### Opgave
Herhaal letterlijk een stuk uit de boekbespreking hieronder. Begin bij de woorden "Wie lid wil" en stop na "den Heiligen Geest?".

### Gegeven tekst
| |
| |
| |
Boeken
Wij Belijden...... Vrijzinnige beschouwingen over de belijdenisvragen der Ned. Hervormde Kerk, door Prof. Dr. J. Lindeboom, Dr. H. de Vos, Drs. G. van Duyl, Dr. G. Sevenster, met een voorwoord van Ds. D. Bakker. - No. 7 van de Erasmusserie. - Uitg.: van Gorcum en Comp. - Assen - 1933.
Wie lid wil worden van de Ned. Herv. Kerk, moet drie vragen met een plechtig ‘ja’ beantwoorden. Het zijn de z.g. belijdenisvragen. Zij geven, zegt Ds. Bakker, ‘de godsdienstige norm aan, die de Ned. Herv. Kerk voor het lidmaatschap stelt’. De letterlijke tekst dier vragen luidt:
a. Belijdt gij te gelooven in God den Vader, den Almachtige, Schepper des hemels en der aarde, en in Jezus Christus, Zijnen eeniggeboren Zoon, onzen Heer, en in den Heiligen Geest?

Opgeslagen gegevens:
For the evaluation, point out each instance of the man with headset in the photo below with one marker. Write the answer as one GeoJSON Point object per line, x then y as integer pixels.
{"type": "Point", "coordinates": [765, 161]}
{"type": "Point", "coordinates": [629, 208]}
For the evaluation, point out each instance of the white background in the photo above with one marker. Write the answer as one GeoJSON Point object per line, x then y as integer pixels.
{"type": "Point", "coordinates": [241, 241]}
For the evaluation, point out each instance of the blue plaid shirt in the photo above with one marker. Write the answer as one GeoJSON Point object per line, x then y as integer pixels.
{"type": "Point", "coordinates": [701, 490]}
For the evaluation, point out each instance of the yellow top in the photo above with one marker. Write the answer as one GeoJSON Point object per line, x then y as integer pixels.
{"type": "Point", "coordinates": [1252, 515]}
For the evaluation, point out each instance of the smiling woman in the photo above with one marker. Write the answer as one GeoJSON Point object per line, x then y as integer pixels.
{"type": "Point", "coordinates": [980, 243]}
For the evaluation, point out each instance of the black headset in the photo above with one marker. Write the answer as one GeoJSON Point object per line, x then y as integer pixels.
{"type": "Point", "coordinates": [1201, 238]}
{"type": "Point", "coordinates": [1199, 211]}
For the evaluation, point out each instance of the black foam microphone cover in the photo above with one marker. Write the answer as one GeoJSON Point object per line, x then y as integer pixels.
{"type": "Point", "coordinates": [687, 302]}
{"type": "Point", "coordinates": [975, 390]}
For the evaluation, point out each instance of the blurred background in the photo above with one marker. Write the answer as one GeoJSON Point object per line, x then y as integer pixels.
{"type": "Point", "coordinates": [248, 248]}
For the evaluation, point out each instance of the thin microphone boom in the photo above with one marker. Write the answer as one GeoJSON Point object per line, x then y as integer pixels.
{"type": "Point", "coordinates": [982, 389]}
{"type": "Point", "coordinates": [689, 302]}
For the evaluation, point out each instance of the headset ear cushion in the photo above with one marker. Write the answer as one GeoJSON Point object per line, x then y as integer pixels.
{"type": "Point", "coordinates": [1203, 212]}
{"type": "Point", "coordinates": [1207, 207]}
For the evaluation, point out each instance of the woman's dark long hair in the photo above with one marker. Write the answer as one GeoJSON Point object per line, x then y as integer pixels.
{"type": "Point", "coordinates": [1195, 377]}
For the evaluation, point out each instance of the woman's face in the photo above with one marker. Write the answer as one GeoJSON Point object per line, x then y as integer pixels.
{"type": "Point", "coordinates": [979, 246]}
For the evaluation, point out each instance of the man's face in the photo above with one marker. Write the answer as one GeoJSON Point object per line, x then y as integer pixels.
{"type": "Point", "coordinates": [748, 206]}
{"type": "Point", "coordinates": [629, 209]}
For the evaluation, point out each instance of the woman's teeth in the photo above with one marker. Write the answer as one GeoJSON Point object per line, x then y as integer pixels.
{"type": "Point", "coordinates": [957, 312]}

### Uitgewerkte opgave
Wie lid wil worden van de Ned. Herv. Kerk, moet drie vragen met een plechtig ‘ja’ beantwoorden. Het zijn de z.g. belijdenisvragen. Zij geven, zegt Ds. Bakker, ‘de godsdienstige norm aan, die de Ned. Herv. Kerk voor het lidmaatschap stelt’. De letterlijke tekst dier vragen luidt:
a. Belijdt gij te gelooven in God den Vader, den Almachtige, Schepper des hemels en der aarde, en in Jezus Christus, Zijnen eeniggeboren Zoon, onzen Heer, en in den Heiligen Geest?